(Pointing records)
──────────────────────────────

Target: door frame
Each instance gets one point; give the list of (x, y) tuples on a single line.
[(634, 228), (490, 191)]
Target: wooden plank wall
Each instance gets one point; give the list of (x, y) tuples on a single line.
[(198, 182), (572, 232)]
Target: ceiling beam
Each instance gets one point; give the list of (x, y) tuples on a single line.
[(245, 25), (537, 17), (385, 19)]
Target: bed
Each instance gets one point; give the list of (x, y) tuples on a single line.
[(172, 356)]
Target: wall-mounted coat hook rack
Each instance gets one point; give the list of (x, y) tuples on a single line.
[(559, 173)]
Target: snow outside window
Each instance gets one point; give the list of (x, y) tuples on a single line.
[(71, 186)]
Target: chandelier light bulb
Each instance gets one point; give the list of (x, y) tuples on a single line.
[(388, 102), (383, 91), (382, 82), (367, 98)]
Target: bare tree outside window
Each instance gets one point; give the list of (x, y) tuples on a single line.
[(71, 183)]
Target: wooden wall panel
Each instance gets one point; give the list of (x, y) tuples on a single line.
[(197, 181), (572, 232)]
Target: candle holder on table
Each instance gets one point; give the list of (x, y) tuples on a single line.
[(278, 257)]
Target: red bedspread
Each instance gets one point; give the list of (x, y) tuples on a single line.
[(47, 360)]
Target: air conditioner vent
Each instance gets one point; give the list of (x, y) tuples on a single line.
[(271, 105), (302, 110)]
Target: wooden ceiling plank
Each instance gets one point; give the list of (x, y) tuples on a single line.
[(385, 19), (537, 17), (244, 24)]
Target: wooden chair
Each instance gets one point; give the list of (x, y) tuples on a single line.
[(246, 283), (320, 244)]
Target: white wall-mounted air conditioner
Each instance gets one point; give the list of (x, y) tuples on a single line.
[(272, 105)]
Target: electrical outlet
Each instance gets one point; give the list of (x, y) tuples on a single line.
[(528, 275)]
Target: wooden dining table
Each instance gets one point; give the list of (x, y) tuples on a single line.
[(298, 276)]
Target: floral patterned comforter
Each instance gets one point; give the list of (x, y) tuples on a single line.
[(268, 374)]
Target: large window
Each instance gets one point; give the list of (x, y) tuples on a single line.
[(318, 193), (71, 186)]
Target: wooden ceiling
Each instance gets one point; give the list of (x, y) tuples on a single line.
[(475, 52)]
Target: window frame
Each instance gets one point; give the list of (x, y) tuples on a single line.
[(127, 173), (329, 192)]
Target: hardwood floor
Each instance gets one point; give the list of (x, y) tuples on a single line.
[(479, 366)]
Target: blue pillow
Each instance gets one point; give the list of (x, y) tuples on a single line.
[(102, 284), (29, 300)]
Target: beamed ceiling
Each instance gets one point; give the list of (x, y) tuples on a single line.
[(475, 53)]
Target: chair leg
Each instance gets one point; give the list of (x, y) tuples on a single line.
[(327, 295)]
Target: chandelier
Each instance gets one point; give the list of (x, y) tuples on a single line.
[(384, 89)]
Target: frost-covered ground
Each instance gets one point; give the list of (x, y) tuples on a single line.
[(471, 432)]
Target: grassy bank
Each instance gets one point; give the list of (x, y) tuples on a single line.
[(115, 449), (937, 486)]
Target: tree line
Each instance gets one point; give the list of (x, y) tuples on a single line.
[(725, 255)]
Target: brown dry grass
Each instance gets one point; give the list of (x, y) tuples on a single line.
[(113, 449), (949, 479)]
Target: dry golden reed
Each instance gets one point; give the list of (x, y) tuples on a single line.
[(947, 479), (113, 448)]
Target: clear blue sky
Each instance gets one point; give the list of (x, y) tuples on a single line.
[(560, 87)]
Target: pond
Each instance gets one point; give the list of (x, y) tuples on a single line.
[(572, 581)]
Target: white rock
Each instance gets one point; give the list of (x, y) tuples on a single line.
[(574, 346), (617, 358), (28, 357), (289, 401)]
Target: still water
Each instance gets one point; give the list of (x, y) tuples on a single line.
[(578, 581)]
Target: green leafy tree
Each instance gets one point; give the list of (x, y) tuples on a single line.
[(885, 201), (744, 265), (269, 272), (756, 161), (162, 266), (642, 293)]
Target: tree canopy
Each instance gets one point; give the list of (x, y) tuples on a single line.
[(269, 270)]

──────────────────────────────

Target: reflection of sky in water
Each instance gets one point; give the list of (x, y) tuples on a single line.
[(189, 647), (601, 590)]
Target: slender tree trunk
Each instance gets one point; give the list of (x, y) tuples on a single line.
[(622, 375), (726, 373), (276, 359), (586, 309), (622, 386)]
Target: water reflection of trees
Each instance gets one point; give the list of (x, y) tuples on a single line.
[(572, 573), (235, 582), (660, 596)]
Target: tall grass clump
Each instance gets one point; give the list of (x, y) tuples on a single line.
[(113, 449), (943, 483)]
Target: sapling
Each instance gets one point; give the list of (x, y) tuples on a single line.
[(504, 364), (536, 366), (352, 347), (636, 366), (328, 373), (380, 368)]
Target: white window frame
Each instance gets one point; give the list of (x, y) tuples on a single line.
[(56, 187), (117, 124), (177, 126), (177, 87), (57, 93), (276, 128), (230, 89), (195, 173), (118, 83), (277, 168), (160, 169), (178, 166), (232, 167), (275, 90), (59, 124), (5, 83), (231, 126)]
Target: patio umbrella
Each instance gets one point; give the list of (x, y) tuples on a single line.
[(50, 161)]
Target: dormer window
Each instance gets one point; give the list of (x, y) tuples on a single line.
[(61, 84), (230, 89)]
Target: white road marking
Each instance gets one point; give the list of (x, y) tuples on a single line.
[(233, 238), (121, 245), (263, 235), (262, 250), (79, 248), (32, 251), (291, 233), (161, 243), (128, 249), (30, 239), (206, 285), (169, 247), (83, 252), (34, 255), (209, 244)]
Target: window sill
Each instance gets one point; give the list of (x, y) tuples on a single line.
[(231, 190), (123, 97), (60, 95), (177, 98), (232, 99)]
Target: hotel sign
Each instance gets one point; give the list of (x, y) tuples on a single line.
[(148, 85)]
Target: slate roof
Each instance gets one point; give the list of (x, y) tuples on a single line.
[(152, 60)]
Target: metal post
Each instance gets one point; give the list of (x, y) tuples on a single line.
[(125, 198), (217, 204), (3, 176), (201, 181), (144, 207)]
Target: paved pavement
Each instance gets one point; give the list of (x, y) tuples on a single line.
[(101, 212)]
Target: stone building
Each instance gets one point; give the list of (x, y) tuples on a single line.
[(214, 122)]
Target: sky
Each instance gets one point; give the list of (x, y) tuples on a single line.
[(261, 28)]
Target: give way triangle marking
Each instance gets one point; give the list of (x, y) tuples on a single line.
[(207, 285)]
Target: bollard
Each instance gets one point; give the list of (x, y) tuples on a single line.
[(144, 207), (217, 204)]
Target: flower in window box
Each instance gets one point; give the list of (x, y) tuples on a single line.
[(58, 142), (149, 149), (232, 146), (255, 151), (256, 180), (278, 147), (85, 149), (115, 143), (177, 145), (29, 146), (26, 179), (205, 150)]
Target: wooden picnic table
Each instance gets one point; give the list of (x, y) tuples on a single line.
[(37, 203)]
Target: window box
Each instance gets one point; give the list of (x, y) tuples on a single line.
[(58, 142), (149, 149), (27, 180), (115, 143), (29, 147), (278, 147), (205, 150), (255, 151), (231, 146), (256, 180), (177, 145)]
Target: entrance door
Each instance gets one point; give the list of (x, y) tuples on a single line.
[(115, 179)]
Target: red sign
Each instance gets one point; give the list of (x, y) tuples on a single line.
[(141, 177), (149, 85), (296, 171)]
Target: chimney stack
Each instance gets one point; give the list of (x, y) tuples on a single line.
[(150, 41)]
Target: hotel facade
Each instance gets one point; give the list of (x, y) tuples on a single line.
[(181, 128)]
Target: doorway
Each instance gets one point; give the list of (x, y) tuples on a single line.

──────────────────────────────

> _SET TASK_: Rewrite the items from the line containing "Target: air conditioner vent" through the line containing "[(268, 374)]", replacing "wooden" with "timber" and leaving everything else unchanged.

> _RESPONSE TO THE TASK_:
Target: air conditioner vent
Each instance gets one point; give the list of (x, y) tuples on a single line.
[(271, 105), (302, 110)]
Target: timber ceiling plank
Each instance gets one point; give the list of (x, y) tuples on a single line.
[(385, 19), (537, 17), (244, 24)]
Target: timber chair
Each instance gets one point; give the list of (x, y) tuples on a single line.
[(246, 283), (320, 244)]
Target: white wall-mounted air conditioner
Each instance gets one point; give the list of (x, y) tuples on a single line.
[(272, 105)]
Target: electrical outlet
Each instance gets one point; give the list of (x, y) tuples on a single line.
[(528, 275)]
Target: timber dining table
Each instance gets one point; give the list of (x, y) tuples on a single line.
[(298, 276)]
Target: floral patterned comforter
Each instance gets one point; give the list of (x, y) tuples on a single line.
[(268, 374)]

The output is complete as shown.